=== Requirement 1 ===
Using the singularity theory excerpt below, decide whether each statement agrees with it. Answer yes or no for each and quote the words that settle it.
(a) The reviewer calls the paper a major contribution to singularity theory.
(b) The authors deal with surface singularities that are not isolated.
(c) The authors' work is based on a paper by V. V. Nikulin.

=== Selected extract ===
──────────────────────────────

This paper is, in the reviewers opinion, a major contribution to singularity theory.
Based on the remarkable paper by V. V. Nikulin [Math. USSR Izv. 14, 103-167 (1980); translation from Izv. Akad. Nauk SSSR, Ser. Mat. 43, 111- 177 (1979; Zbl 0408.10011)] the authors attack the problem of characterizing the smoothing components and the intersection forms of the corresponding Milnor fiber, for isolated complex-analytic surface singularities.

──────────────────────────────

=== Data provided ===
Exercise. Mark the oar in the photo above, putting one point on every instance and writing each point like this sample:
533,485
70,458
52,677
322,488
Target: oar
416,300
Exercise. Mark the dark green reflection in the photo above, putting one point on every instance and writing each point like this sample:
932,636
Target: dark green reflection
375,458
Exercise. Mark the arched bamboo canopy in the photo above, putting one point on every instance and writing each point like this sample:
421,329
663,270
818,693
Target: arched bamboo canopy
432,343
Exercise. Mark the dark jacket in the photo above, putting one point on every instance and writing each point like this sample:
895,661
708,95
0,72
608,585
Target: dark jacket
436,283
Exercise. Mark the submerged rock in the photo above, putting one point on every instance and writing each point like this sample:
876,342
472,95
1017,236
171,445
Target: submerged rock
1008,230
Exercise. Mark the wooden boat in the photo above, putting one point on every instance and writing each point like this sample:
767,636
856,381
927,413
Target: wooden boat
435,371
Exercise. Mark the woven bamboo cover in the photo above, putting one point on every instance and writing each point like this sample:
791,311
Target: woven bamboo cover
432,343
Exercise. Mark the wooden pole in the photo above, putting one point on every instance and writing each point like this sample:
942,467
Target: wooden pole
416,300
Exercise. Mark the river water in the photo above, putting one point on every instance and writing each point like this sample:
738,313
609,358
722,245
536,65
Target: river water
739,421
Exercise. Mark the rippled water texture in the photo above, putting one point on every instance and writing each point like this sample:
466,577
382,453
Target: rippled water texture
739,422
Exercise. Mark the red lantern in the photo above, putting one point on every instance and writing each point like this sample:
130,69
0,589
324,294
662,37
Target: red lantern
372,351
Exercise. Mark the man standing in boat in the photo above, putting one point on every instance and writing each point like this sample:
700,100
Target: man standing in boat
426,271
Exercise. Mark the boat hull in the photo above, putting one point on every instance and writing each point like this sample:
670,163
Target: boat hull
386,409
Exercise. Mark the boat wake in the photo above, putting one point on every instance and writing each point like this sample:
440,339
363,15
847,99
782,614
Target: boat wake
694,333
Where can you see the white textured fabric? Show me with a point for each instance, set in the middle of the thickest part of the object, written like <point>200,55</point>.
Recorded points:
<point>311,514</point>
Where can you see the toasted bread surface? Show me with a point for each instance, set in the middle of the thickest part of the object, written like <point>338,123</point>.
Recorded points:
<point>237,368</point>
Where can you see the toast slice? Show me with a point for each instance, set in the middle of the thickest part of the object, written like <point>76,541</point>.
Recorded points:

──────────────────────────────

=== Requirement 2 ===
Collect every line of the entries above that contains the word "water".

=== Full response 1 ===
(a) Yes: "This paper is, in the reviewers opinion, a major contribution to singularity theory."
(b) No: "for isolated complex-analytic surface singularities"
(c) Yes: "Based on the remarkable paper by V. V. Nikulin"

=== Full response 2 ===
Exercise. Mark the river water in the photo above, putting one point on every instance and writing each point like this sample:
Target: river water
Exercise. Mark the rippled water texture in the photo above, putting one point on every instance and writing each point like this sample:
Target: rippled water texture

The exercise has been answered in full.